§ **Information**:

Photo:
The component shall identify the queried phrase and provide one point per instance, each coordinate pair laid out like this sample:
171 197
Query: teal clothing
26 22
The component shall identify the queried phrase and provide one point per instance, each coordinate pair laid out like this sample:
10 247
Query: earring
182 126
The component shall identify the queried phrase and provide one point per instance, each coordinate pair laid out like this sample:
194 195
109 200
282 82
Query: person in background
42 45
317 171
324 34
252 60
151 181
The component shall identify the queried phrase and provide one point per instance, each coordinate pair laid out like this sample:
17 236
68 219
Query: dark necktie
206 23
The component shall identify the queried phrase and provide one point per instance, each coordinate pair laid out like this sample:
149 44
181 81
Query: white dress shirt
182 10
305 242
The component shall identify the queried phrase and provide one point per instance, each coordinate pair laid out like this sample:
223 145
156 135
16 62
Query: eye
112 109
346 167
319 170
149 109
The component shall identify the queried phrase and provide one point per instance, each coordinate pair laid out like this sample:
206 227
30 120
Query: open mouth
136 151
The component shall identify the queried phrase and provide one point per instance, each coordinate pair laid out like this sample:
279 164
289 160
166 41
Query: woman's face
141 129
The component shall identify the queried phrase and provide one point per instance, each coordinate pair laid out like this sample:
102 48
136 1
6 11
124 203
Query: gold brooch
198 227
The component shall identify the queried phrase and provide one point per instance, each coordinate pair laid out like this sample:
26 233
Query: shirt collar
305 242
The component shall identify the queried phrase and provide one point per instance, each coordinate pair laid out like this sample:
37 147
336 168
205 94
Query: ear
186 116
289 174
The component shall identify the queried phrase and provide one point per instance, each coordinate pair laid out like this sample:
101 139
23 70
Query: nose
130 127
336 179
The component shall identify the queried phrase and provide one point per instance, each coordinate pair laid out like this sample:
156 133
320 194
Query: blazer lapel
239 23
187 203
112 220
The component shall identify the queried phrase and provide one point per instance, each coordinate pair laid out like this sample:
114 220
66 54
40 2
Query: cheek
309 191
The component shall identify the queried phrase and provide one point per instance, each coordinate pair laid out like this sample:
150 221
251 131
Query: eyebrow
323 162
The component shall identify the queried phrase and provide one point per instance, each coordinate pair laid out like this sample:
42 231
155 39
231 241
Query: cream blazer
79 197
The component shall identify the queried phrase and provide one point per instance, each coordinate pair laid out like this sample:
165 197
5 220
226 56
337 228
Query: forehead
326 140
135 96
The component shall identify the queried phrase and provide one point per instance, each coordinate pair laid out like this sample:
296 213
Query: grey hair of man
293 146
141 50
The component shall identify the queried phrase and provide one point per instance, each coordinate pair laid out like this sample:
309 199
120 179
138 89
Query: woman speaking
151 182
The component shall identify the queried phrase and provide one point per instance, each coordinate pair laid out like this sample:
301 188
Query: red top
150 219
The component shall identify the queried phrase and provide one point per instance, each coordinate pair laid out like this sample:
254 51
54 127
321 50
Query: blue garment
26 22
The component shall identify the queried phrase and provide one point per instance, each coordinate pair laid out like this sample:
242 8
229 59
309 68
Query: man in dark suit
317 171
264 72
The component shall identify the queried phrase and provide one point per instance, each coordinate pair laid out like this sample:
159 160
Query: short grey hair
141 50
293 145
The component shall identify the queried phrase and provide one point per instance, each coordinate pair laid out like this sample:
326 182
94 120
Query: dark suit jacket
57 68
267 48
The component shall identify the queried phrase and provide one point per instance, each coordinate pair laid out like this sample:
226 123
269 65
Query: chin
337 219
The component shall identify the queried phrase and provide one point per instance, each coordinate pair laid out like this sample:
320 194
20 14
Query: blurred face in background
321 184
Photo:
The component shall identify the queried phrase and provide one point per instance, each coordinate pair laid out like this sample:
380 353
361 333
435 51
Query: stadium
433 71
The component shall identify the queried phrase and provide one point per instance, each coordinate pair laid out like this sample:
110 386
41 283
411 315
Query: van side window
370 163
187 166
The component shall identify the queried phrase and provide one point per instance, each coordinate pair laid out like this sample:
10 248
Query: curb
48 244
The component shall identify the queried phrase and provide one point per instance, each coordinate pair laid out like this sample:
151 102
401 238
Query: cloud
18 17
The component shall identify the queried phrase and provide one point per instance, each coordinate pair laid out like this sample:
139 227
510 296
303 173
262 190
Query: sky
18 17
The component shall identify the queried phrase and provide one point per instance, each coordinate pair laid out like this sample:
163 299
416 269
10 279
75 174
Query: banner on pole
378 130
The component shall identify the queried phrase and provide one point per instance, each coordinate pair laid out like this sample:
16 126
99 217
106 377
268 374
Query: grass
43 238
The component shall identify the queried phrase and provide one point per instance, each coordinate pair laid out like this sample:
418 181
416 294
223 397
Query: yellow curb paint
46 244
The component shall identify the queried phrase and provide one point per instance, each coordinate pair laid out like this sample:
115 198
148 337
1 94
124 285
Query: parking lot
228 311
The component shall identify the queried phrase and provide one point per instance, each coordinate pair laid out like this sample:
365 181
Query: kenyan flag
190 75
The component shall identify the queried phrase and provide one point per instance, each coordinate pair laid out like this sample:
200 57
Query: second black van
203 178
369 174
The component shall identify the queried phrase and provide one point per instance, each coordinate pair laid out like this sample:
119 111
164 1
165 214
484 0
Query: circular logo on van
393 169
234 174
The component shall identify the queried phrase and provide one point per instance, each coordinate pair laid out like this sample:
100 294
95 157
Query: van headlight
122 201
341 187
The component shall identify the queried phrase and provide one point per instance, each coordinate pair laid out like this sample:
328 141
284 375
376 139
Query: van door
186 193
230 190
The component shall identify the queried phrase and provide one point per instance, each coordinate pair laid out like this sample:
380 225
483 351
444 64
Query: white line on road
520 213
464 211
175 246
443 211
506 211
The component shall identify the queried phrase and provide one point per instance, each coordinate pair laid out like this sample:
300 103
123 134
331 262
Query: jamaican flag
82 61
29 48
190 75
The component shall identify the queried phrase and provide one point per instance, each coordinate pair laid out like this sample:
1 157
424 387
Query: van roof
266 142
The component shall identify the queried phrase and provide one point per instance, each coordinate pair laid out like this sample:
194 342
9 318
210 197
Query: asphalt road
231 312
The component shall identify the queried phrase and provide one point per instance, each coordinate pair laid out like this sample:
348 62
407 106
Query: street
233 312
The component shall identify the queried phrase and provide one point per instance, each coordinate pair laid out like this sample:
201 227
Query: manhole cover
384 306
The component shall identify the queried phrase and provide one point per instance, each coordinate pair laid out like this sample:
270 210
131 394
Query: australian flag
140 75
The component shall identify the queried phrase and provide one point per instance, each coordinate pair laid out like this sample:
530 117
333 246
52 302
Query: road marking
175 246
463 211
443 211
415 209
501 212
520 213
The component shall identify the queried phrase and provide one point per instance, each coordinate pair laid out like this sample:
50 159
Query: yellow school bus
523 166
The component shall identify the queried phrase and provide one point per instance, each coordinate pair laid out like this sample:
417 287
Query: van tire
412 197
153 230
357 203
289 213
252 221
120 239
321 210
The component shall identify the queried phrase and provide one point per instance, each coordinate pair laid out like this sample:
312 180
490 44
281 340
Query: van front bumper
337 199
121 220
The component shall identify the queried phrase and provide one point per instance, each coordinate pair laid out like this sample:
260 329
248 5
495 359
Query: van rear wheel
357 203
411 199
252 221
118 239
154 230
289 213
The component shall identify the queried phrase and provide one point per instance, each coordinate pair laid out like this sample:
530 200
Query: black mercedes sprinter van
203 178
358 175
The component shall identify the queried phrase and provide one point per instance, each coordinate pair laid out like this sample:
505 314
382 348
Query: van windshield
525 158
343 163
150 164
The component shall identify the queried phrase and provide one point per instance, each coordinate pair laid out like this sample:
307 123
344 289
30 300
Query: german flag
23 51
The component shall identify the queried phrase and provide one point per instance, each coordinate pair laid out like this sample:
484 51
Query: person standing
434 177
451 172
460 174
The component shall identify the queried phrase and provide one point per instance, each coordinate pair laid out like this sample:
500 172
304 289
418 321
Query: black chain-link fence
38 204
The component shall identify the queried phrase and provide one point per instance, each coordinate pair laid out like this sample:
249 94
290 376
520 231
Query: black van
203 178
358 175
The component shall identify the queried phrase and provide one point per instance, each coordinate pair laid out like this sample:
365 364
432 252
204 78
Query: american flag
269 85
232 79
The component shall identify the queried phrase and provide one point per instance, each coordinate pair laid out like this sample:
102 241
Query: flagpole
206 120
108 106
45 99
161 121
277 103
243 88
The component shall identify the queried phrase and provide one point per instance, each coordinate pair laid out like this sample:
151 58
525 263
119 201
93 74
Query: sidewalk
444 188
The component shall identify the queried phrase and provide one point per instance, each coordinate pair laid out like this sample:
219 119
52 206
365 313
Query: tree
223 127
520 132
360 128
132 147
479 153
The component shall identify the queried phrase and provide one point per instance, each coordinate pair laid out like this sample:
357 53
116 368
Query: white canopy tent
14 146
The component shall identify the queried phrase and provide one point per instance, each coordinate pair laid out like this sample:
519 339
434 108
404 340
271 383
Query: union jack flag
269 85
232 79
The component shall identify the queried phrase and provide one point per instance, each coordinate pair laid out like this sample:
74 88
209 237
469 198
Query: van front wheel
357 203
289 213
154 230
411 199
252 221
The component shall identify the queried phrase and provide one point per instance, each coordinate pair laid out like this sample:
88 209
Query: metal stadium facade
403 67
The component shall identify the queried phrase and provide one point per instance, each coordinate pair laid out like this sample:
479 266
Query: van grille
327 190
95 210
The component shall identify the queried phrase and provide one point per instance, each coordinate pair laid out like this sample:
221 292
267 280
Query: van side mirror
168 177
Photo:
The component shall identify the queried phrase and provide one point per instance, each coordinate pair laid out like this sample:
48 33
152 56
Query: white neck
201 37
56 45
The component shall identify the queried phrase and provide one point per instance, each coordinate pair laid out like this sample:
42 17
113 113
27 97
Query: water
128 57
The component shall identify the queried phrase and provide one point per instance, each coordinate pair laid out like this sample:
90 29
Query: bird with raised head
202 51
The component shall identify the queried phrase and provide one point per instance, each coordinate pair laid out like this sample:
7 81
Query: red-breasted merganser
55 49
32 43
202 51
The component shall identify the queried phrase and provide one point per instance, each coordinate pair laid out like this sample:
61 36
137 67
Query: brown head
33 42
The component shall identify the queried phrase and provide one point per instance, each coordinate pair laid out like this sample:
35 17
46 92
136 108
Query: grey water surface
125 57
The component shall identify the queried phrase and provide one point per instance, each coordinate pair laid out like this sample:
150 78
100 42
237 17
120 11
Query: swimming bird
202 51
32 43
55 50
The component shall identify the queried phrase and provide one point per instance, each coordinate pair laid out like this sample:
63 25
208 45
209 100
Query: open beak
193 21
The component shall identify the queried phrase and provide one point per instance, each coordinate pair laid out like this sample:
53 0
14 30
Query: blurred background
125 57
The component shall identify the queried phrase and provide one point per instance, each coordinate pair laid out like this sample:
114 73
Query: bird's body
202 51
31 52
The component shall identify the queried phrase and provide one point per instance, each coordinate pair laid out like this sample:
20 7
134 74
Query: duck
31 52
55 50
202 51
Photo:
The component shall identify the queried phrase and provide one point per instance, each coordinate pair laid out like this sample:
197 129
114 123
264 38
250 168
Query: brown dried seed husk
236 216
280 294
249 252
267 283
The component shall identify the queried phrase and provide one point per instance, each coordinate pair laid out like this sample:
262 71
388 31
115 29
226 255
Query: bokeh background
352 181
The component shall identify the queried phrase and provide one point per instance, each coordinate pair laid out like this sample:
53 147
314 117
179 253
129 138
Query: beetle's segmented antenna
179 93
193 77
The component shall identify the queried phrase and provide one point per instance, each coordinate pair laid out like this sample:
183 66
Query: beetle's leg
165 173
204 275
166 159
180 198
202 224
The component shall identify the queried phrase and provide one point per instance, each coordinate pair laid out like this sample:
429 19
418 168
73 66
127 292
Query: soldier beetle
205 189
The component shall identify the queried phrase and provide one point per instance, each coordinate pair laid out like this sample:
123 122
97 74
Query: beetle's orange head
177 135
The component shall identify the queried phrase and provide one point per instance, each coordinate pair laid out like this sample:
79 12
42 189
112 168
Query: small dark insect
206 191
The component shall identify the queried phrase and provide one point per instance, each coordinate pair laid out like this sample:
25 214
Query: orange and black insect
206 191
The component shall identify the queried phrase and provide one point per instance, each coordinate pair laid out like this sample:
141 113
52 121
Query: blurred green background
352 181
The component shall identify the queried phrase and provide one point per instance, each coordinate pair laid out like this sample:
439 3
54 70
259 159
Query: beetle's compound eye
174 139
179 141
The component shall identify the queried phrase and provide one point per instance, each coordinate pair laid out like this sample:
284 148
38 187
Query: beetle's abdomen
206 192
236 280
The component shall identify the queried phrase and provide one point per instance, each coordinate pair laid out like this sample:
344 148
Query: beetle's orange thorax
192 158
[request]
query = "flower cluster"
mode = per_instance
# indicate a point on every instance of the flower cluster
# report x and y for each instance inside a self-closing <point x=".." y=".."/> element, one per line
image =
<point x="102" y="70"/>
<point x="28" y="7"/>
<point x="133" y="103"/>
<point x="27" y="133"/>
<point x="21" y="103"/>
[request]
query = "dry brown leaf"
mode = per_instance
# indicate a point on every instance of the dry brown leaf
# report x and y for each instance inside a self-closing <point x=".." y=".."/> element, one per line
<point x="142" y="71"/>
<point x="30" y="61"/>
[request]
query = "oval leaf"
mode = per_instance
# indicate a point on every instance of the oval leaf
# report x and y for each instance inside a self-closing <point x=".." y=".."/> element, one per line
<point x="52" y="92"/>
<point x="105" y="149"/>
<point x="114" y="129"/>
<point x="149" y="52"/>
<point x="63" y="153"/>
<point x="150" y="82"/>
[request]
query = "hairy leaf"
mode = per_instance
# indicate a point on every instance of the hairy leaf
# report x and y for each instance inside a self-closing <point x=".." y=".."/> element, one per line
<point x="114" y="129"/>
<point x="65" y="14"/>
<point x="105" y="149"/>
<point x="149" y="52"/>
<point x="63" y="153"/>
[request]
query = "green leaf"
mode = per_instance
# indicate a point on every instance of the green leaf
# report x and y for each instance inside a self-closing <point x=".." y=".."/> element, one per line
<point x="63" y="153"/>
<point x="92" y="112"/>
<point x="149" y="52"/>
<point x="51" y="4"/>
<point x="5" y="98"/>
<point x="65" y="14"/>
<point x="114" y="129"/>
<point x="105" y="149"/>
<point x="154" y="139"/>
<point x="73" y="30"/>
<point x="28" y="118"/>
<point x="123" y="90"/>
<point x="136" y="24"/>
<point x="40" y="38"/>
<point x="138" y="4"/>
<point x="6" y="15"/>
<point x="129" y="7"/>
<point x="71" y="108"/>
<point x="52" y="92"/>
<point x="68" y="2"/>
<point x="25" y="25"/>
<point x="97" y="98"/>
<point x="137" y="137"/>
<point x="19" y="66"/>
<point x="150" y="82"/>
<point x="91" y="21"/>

§ **Your instructions**: Determine how many lines of this listing contain "cluster", and give only the number.

§ **Written answer**: 2